#### Exercise:
Please format the material below as a Markdown table with two columns, Row and Line, giving each line its own numbered row and leaving out blank lines.

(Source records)

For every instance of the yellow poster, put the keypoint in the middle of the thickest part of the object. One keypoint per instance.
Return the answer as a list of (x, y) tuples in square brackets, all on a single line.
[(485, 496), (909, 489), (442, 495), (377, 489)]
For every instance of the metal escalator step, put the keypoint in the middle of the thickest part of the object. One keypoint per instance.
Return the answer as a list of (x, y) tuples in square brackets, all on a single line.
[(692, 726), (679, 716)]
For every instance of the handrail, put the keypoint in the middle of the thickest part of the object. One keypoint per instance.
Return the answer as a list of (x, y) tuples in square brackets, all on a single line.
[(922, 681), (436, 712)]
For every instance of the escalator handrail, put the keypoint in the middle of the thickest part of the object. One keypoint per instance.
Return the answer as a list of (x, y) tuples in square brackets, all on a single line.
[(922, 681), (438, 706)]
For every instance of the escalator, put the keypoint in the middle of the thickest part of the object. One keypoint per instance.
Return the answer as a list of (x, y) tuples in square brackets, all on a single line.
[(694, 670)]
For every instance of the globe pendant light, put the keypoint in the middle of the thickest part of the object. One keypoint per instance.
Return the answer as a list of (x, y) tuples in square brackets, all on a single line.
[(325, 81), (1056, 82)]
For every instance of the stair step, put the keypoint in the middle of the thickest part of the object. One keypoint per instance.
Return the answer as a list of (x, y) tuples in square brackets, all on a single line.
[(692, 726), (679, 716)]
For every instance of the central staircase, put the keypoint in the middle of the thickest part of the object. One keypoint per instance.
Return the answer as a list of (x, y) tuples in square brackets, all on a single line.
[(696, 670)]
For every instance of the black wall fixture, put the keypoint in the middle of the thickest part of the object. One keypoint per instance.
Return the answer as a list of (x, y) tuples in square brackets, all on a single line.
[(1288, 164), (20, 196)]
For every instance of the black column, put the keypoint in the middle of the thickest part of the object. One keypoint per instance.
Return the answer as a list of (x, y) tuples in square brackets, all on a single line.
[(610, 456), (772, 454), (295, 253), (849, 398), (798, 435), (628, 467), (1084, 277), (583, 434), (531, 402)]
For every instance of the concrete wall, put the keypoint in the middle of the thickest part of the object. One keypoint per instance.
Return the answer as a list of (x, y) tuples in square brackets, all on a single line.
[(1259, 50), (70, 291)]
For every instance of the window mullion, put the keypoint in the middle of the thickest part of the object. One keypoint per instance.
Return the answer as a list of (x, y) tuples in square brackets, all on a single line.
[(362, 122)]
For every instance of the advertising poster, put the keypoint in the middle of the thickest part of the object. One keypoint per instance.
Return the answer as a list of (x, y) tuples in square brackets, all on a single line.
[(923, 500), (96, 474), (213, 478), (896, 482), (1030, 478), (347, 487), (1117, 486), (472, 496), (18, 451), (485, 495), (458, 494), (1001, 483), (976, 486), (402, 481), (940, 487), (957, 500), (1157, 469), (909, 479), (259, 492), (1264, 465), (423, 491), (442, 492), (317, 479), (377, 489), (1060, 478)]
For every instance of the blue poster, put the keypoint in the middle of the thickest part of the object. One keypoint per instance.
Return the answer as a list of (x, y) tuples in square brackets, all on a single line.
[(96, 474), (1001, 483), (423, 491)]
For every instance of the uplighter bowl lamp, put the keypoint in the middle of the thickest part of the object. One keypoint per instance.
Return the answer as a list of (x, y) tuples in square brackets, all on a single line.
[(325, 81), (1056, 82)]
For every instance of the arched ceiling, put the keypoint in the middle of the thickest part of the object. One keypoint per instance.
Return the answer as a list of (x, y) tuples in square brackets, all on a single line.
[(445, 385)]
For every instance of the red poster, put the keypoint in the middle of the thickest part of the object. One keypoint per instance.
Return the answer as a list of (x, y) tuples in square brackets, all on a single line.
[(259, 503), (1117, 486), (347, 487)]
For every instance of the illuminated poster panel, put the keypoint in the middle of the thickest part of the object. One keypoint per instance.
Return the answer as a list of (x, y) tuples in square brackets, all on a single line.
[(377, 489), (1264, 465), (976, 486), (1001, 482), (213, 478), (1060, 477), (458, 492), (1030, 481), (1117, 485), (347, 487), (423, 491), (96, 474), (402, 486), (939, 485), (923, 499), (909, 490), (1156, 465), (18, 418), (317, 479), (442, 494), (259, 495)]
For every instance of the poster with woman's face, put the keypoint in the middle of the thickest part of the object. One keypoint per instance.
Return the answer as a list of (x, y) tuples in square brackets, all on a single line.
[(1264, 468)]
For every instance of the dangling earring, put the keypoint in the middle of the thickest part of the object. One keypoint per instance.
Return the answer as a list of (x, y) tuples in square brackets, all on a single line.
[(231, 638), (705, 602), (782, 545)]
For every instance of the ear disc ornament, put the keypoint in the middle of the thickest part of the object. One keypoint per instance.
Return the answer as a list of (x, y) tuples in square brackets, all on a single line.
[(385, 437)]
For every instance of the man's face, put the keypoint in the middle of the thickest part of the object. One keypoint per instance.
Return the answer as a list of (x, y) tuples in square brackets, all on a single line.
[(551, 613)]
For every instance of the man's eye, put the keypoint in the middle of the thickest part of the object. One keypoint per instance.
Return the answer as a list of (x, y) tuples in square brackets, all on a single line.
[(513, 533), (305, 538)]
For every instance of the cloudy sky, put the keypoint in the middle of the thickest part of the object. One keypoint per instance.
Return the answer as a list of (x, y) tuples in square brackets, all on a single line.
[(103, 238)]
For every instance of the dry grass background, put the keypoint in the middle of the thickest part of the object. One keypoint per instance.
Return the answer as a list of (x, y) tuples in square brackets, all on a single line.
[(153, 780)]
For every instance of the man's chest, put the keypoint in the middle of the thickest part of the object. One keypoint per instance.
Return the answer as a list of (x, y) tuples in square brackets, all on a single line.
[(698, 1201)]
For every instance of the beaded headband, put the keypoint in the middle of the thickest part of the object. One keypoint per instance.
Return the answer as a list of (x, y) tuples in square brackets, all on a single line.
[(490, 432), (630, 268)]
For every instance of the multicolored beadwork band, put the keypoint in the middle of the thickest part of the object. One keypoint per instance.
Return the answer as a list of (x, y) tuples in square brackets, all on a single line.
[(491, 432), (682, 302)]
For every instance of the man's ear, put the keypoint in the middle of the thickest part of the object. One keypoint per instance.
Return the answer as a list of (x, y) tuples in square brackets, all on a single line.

#### Response to this task:
| Row | Line |
|---|---|
| 1 | For every instance of the yellow poster, put the keypoint in the middle of the thickest part of the object. One keypoint per instance. |
| 2 | Return the answer as a list of (x, y) tuples in square brackets, all on a single line. |
| 3 | [(485, 496), (909, 489), (442, 495), (377, 489)] |
| 4 | For every instance of the metal escalator step, put the keypoint in the middle of the thickest part of the object. One keypoint per instance. |
| 5 | Return the answer as a list of (x, y) tuples in square brackets, all on a single line. |
| 6 | [(692, 726), (679, 716)] |
| 7 | For every instance of the handrail, put the keypoint in the middle of the thickest part of the object. One keypoint per instance. |
| 8 | Return the answer as a list of (x, y) tuples in square brackets, all on a single line. |
| 9 | [(922, 681), (436, 712)] |
| 10 | For every instance of the escalator handrail, put the keypoint in the middle of the thickest part of the object. One keypoint per instance. |
| 11 | Return the answer as a list of (x, y) tuples in square brackets, all on a single line. |
| 12 | [(922, 681), (438, 706)] |
| 13 | For every instance of the escalator, put the keypoint in the middle of the thickest part of the object. One keypoint per instance. |
| 14 | Return the answer as a list of (x, y) tuples in square brackets, all on a single line. |
| 15 | [(694, 670)] |
| 16 | For every instance of the globe pendant light, put the keypoint in the middle of the thickest part of the object. One keypoint per instance. |
| 17 | Return the answer as a list of (x, y) tuples in square brackets, all on a single line. |
| 18 | [(325, 81), (1056, 82)] |
| 19 | For every instance of the stair step, put the keypoint in the middle of the thickest part of the object. One keypoint per instance. |
| 20 | Return the answer as a list of (x, y) tuples in square brackets, all on a single line. |
| 21 | [(692, 726), (679, 716)] |
| 22 | For every instance of the central staircase, put the keypoint in the middle of the thickest part of the object. One keypoint per instance. |
| 23 | Return the answer as a list of (x, y) tuples in square brackets, all on a single line. |
| 24 | [(696, 670)] |
| 25 | For every instance of the black wall fixture, put the keypoint in the middle of the thickest part of the object. One keypoint per instance. |
| 26 | Return the answer as a list of (x, y) tuples in square brackets, all on a single line. |
| 27 | [(1288, 164), (20, 196)] |
| 28 | For every instance of the black column, put the keypoint in the middle of the thickest part of the object. One keypoint per instance. |
| 29 | Return the answer as a list of (x, y) tuples in square brackets, all on a single line. |
| 30 | [(610, 456), (772, 454), (295, 253), (849, 398), (798, 435), (628, 467), (1084, 277), (583, 434), (531, 402)] |
| 31 | For every instance of the concrete wall, put the keypoint in the middle of the thickest part of the object. One keypoint per instance. |
| 32 | Return the answer as a list of (x, y) tuples in square brackets, all on a single line. |
| 33 | [(1259, 50), (70, 291)] |
| 34 | For every instance of the window mullion, put the keypoint in the middle of the thickest part of the object. One keypoint per instance. |
| 35 | Return the answer as a list of (x, y) tuples in square brackets, all on a single line. |
| 36 | [(362, 122)] |
| 37 | For every instance of the advertising poster, put the keypoint in the middle of the thickest part of the object. One keypoint per instance. |
| 38 | Return the answer as a list of (x, y) tuples in square brackets, all on a single line. |
| 39 | [(923, 500), (96, 474), (213, 478), (896, 482), (1030, 478), (347, 487), (1117, 486), (472, 496), (18, 451), (485, 495), (458, 494), (1001, 483), (976, 486), (402, 481), (940, 487), (957, 500), (1157, 469), (909, 479), (259, 492), (1264, 465), (423, 491), (442, 492), (317, 479), (377, 489), (1060, 478)] |
| 40 | For every instance of the blue poster, put the keypoint in the middle of the thickest part of the object. One keypoint per instance. |
| 41 | Return the answer as a list of (x, y) tuples in square brackets, all on a single line. |
| 42 | [(96, 474), (1001, 483), (423, 491)] |
| 43 | For every instance of the uplighter bowl lamp, put the keypoint in the middle of the thickest part of the object. One keypoint per instance. |
| 44 | Return the answer as a list of (x, y) tuples in square brackets, all on a single line. |
| 45 | [(325, 81), (1056, 82)] |
| 46 | For every instance of the arched ceiling, put the keypoint in the middle of the thickest part of the object. One keypoint per instance. |
| 47 | Return the answer as a list of (x, y) tuples in square brackets, all on a single line. |
| 48 | [(445, 385)] |
| 49 | For every instance of the red poster, put the keypoint in the middle of the thickest part of the object. One keypoint per instance. |
| 50 | Return the answer as a list of (x, y) tuples in square brackets, all on a single line. |
| 51 | [(259, 503), (1117, 486), (347, 487)] |
| 52 | For every instance of the illuminated poster panel, put the keypoint in the middle of the thickest part of the object. One keypoint per instance. |
| 53 | Return the answer as a list of (x, y) tuples in square brackets, all on a single line. |
| 54 | [(377, 489), (1264, 465), (976, 486), (1001, 482), (213, 478), (1060, 477), (458, 492), (1030, 481), (1117, 485), (347, 487), (423, 491), (96, 474), (402, 486), (939, 485), (923, 499), (909, 490), (1156, 465), (18, 418), (317, 479), (442, 494), (259, 495)] |
| 55 | For every instance of the poster with woman's face, put the keypoint in the middle of the thickest part of the object. One keypoint per instance. |
| 56 | Return the answer as a list of (x, y) tuples in square brackets, all on a single line. |
| 57 | [(1264, 468)] |
| 58 | For every instance of the dangling earring, put the keypoint in the middle of the thickest part of the object. One keypoint per instance. |
| 59 | Return the answer as a list of (x, y) tuples in square brackets, all on a single line. |
| 60 | [(231, 638), (705, 602), (782, 545)] |
| 61 | For every instance of the ear disc ornament, put the keypoint in the middle of the thickest part of the object. One keypoint per instance. |
| 62 | Return the answer as a list of (x, y) tuples in square brackets, all on a single line. |
| 63 | [(385, 437)] |
| 64 | For every instance of the man's face, put the keypoint in the middle of the thickest part of the object. One keypoint per instance. |
| 65 | Return the answer as a list of (x, y) tuples in square brackets, all on a single line. |
| 66 | [(551, 613)] |
| 67 | For every instance of the man's eye, put the keypoint in the middle of the thickest part of the object. One keypoint per instance. |
| 68 | Return the answer as a list of (x, y) tuples in square brackets, all on a single line. |
| 69 | [(513, 533), (305, 538)] |
| 70 | For every instance of the cloudy sky, put the keypoint in the middle of the thickest part of the object. One keypoint per instance. |
| 71 | Return the answer as a list of (x, y) tuples in square brackets, all on a single line. |
| 72 | [(103, 238)] |
| 73 | For every instance of the dry grass background, put the keypoint in the middle of the thickest part of the object. One keypoint per instance. |
| 74 | Return the answer as a list of (x, y) tuples in square brackets, all on a single line. |
| 75 | [(153, 780)] |
| 76 | For every instance of the man's chest, put the keypoint in the middle of the thickest part of the object. One keypoint per instance. |
| 77 | Return the answer as a list of (x, y) tuples in square brackets, all on a single line. |
| 78 | [(698, 1201)] |
| 79 | For every instance of the beaded headband, put the keypoint in the middle of the thickest part of the object. One keypoint per instance. |
| 80 | Return the answer as a list of (x, y) tuples in square brackets, all on a single line. |
| 81 | [(490, 432), (630, 268)] |
| 82 | For every instance of the multicolored beadwork band, put the keypoint in the middle of the thickest part of the object. One keypoint per instance. |
| 83 | Return the answer as a list of (x, y) tuples in square brackets, all on a single line. |
| 84 | [(491, 432), (682, 302)] |
| 85 | For every instance of the man's ear, put the keypoint in the middle of the thickest part of the object. One keypoint per instance. |
| 86 | Return the answer as a list of (x, y) tuples in square brackets, all on a single line. |